** start of Passage given **

INTRODUCTION TO NUMBERING SYSTEMS FOR RAIN RFID TAGS

The coexistence of all RAIN RFID applications (including those considered as closed-loop ones) relies on the fact that every single RAIN RFID tag carries a globally unique identifier. Such unique identifier, called UII (Unique Item Identifier) or EPC (Electronic Product Code), is the cornerstone for successful and efficient inventory management. Without globally unique identifiers, RAIN RFID simply doesn’t work. Therefore, a fundamental question that must be addressed by all users of RAIN RFID technology is, “What should I encode to my tags/labels?”  Stated another way, “Which standard should I use to format the data in my tags/labels?”  This document is intended to serve as an introduction to this topic and to the more detailed information found in the AIM publication “GUIDANCE ON DATA CONTENT AND STRUCTURE IN PASSIVE RFID TAGS.” 

RAIN RFID tags can be thought of as a blank slate of memory, which can be encoded with data by the user.  This is both an opportunity and a danger.  It is an opportunity in the sense that encodings can be flexible, customizable, and targeted for specific use cases.  It is a danger however when encodings overlap with each other causing interference between applications and/or are not decodable by reading systems.  The terms Tag Clutter” and “Tag Pollution” are used interchangeably to denote the problems that arise when tags are not encoded as per a standard (see below for more information)

To avoid the pitfalls and allow users to take full advantage of RAIN RFID, tags must be encoded in accordance with a standardized “Numbering System” (“encoding scheme” in GS1 terminology).  There are many different standardized Numbering Systems in existence today and more are being developed. 

In the context of RAIN RFID encodings, standardized Numbering Systems fall into two basic categories:

  1. GS1 Electronic Product Code (EPC) encodings
  2. ISO Application Family Identifier (AFI)-based encoding

Each of these categories is further defined by specific standards and specific encoding schemes.

** end of Passage given **

_Goals:_
A – According to the passage on RFID numbering systems, what does UII stand for?
B – Please transcribe the records from their first line through the line containing "x=158, y=219", with both ends included, and leave out the pictures.
The records below have no connection to the passage on RFID numbering systems.

** start of Listing **

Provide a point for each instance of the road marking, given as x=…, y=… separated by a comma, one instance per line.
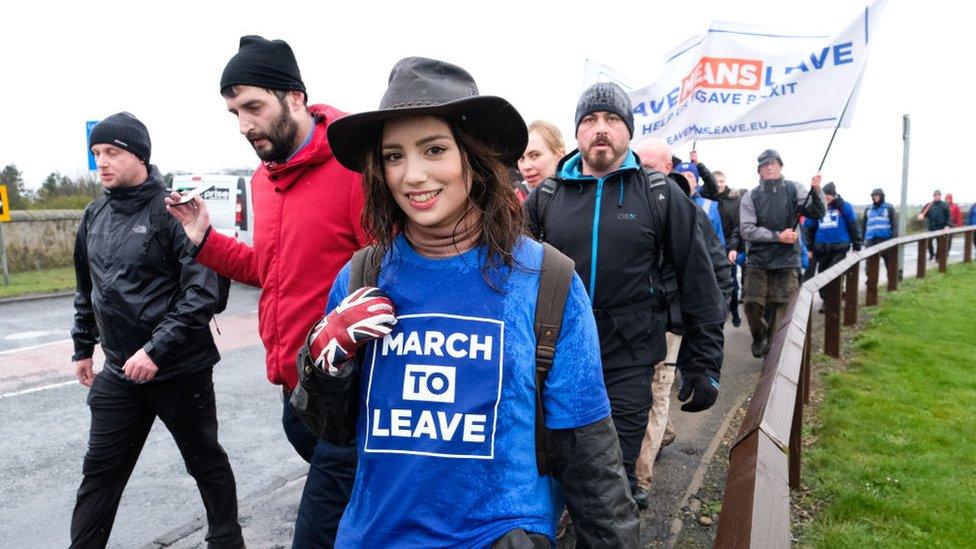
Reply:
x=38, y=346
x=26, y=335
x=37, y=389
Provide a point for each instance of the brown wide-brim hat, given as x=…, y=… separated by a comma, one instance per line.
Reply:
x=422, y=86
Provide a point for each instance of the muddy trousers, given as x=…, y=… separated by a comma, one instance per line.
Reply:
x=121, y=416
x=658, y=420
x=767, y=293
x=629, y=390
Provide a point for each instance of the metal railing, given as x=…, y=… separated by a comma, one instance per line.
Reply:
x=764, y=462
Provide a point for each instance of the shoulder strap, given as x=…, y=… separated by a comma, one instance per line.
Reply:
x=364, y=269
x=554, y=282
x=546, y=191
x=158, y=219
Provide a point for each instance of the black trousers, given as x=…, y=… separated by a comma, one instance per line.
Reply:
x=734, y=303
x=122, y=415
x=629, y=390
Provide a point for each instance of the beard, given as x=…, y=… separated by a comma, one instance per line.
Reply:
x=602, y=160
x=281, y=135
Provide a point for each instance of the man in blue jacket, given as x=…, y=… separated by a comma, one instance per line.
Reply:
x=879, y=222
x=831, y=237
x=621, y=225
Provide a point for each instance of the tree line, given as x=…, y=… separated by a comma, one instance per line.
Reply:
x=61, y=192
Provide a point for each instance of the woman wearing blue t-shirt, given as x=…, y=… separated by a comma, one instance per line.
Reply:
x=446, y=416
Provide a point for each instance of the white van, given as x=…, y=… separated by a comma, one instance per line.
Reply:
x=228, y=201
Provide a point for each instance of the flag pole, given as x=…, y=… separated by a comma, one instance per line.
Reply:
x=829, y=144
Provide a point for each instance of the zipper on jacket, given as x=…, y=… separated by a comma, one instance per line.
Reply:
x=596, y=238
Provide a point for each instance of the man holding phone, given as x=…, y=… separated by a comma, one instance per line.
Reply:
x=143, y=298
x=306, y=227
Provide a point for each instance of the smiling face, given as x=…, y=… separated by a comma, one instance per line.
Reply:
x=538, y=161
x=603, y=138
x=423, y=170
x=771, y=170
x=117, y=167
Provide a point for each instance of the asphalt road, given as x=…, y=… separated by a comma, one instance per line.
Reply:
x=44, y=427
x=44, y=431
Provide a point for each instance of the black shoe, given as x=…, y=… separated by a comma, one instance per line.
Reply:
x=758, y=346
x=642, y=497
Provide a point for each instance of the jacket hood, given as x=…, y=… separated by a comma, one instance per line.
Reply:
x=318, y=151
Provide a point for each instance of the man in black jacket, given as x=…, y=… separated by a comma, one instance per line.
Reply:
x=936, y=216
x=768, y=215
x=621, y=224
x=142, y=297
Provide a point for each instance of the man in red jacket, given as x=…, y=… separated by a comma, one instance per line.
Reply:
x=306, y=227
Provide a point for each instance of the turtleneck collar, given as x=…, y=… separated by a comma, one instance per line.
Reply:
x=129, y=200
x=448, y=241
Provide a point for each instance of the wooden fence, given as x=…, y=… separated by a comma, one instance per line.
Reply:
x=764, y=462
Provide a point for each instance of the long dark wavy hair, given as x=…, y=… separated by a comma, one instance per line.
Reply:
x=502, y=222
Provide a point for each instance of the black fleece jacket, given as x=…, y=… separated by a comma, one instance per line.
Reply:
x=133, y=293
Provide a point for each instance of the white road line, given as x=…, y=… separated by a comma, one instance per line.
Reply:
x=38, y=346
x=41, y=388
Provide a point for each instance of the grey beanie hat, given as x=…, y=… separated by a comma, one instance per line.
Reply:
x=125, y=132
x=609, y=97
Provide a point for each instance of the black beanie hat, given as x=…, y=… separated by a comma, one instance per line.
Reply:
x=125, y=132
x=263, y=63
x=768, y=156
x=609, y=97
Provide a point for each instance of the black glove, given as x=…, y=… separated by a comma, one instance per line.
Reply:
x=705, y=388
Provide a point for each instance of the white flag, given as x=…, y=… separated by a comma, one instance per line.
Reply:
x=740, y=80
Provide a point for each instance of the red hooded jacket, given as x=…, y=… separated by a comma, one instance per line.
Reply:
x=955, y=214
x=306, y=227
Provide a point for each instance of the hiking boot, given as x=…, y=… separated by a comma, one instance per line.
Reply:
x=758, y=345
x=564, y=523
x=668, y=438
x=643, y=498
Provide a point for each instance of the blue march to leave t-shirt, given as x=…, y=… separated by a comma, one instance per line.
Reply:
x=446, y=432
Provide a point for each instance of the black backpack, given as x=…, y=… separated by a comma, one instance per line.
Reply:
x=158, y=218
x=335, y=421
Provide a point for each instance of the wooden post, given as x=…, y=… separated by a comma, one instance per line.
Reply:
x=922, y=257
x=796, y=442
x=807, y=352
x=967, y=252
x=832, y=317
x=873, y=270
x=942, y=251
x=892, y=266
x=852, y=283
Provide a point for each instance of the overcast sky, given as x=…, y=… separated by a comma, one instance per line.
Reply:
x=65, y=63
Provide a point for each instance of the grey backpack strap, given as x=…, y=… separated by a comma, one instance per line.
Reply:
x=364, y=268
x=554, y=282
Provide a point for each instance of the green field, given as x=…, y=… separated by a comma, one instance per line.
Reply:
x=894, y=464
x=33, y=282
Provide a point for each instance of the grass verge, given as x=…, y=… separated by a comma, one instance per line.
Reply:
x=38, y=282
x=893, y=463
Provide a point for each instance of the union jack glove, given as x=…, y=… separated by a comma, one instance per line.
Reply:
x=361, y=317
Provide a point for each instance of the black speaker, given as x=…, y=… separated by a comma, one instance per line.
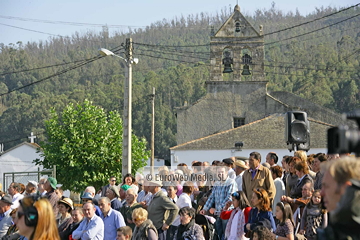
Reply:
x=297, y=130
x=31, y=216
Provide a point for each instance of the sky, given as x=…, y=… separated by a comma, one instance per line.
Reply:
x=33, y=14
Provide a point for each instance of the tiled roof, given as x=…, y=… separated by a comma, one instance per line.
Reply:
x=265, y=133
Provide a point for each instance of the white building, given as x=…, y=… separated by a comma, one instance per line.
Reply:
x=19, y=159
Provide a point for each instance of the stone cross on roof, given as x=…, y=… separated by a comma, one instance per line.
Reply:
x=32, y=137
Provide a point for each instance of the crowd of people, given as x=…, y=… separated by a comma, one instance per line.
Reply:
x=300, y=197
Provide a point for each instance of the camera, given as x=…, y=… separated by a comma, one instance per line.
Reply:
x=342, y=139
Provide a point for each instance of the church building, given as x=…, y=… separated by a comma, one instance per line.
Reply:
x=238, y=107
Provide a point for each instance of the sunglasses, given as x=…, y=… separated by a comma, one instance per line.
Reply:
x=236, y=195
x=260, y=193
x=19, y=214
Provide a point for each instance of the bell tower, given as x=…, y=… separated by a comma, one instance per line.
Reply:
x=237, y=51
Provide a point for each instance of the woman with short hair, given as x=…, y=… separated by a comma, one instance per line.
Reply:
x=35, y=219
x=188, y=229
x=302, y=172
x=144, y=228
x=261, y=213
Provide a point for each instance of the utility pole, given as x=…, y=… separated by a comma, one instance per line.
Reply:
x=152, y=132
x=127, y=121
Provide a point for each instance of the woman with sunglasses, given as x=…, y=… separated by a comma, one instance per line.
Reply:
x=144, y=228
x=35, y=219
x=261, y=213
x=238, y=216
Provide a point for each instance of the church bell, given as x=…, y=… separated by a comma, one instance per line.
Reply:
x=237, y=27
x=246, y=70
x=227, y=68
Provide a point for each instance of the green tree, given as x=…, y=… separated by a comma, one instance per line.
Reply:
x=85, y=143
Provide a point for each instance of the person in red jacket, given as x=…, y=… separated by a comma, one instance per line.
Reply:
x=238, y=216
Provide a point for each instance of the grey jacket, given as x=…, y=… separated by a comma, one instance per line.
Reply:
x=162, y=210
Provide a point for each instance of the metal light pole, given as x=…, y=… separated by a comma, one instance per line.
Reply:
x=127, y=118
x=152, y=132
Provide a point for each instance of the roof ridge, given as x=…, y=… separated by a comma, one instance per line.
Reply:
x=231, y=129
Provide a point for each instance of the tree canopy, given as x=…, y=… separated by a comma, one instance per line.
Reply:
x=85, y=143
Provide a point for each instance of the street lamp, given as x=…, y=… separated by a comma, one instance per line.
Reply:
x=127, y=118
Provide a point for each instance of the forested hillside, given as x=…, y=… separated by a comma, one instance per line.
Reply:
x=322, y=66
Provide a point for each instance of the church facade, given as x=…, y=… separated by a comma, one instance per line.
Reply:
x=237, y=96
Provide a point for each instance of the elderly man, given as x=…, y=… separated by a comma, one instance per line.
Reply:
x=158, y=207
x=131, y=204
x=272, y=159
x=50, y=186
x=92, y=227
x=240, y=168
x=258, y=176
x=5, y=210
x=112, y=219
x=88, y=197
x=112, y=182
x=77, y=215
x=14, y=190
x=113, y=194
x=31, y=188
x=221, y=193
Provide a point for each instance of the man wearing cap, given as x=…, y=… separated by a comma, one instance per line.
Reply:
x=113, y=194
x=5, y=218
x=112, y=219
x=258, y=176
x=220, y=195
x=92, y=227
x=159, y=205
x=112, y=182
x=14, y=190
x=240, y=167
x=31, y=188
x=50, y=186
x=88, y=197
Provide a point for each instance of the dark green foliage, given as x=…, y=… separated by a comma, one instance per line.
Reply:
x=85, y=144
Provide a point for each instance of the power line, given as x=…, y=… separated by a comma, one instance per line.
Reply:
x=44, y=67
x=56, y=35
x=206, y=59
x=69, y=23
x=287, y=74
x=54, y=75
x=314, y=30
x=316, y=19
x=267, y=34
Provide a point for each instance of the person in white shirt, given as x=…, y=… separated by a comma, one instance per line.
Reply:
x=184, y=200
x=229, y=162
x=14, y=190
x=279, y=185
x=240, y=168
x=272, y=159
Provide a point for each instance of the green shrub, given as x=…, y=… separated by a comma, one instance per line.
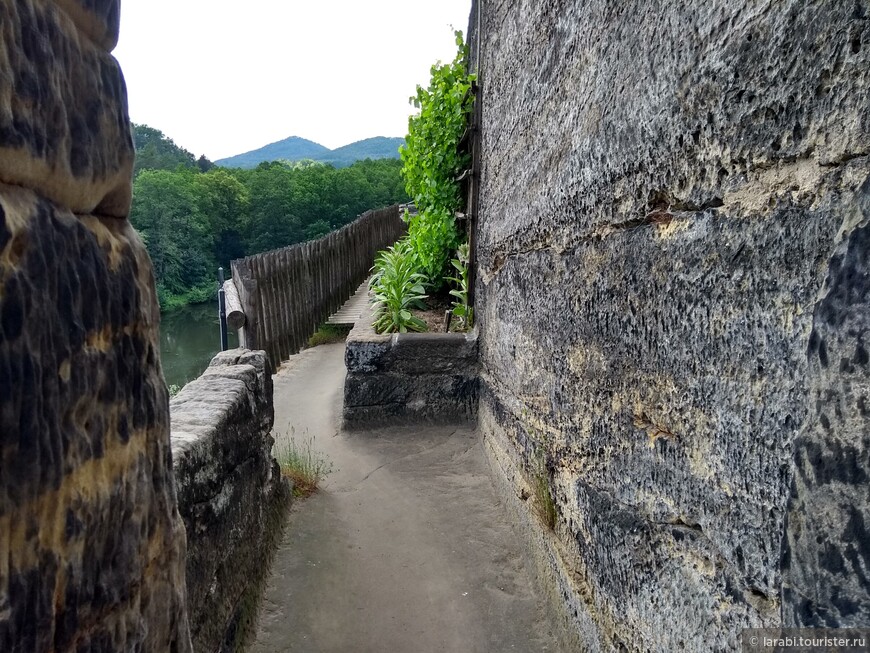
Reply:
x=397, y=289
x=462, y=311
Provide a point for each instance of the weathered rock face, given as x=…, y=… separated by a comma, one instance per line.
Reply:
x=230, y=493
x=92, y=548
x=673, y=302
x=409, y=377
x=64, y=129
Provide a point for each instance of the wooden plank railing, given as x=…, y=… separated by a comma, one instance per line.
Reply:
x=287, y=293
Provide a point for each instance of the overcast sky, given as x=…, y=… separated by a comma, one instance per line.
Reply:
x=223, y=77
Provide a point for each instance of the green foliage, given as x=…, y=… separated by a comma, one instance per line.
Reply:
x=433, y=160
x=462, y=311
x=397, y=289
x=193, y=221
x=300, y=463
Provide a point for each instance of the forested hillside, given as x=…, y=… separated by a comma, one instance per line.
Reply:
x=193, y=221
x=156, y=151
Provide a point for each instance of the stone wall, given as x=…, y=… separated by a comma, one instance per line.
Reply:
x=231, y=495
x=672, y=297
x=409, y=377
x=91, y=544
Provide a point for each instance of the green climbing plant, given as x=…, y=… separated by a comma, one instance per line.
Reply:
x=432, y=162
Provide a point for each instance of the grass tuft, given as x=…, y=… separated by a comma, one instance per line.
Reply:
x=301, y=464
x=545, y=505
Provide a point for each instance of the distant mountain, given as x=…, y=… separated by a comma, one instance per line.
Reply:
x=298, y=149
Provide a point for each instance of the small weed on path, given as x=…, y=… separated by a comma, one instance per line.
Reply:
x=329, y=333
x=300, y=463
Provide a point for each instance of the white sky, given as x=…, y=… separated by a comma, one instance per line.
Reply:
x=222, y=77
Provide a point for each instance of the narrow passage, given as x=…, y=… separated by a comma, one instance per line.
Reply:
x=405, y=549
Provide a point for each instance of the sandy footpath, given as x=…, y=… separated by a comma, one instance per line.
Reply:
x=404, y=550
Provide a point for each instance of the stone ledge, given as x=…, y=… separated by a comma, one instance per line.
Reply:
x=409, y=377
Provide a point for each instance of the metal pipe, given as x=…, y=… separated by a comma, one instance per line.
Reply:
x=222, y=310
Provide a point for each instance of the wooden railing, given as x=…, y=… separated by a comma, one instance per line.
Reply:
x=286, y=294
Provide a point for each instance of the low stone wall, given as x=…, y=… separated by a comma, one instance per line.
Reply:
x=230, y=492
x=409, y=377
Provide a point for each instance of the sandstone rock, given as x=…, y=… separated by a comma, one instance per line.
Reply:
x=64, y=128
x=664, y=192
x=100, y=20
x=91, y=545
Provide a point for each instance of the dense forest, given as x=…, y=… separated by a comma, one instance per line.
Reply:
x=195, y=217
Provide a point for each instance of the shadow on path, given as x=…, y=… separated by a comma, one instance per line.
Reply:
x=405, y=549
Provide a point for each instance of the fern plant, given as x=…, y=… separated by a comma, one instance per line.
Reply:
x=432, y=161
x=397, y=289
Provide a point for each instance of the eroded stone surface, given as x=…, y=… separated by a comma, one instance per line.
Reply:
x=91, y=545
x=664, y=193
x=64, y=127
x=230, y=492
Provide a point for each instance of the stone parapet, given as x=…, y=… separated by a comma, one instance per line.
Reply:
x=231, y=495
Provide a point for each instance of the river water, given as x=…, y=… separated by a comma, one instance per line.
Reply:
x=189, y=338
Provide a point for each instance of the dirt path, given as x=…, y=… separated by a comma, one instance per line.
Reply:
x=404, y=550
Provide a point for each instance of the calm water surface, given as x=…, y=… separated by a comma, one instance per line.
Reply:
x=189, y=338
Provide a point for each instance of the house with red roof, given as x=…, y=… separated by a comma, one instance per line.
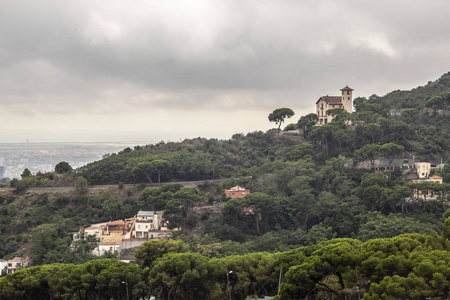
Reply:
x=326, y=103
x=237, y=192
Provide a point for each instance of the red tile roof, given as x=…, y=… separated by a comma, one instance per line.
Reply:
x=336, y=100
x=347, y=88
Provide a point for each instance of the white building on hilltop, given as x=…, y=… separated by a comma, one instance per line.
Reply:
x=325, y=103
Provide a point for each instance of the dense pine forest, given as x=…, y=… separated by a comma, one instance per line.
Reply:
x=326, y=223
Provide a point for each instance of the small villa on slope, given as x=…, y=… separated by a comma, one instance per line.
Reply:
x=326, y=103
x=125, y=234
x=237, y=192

** end of Listing **

_Answers in order:_
A – Unique Item Identifier

B –
Provide a point for each instance of the road marking, given as x=…, y=… separated by a comma, one instance per line.
Reply:
x=38, y=346
x=26, y=335
x=37, y=389
Provide a point for each instance of the brown wide-brim hat, given as x=…, y=… separated by a comma, one instance per line.
Reply:
x=422, y=86
Provide a point for each instance of the muddy trousers, given as x=…, y=… separated by a comma, one instance per line.
Reply:
x=121, y=416
x=658, y=420
x=767, y=293
x=629, y=390
Provide a point for each instance of the metal railing, given as x=…, y=… separated by a comma, one instance per line.
Reply:
x=764, y=462
Provide a point for each instance of the shoulder strap, given as x=…, y=… separated by a comma, one instance per line.
Reply:
x=364, y=269
x=554, y=282
x=546, y=191
x=158, y=219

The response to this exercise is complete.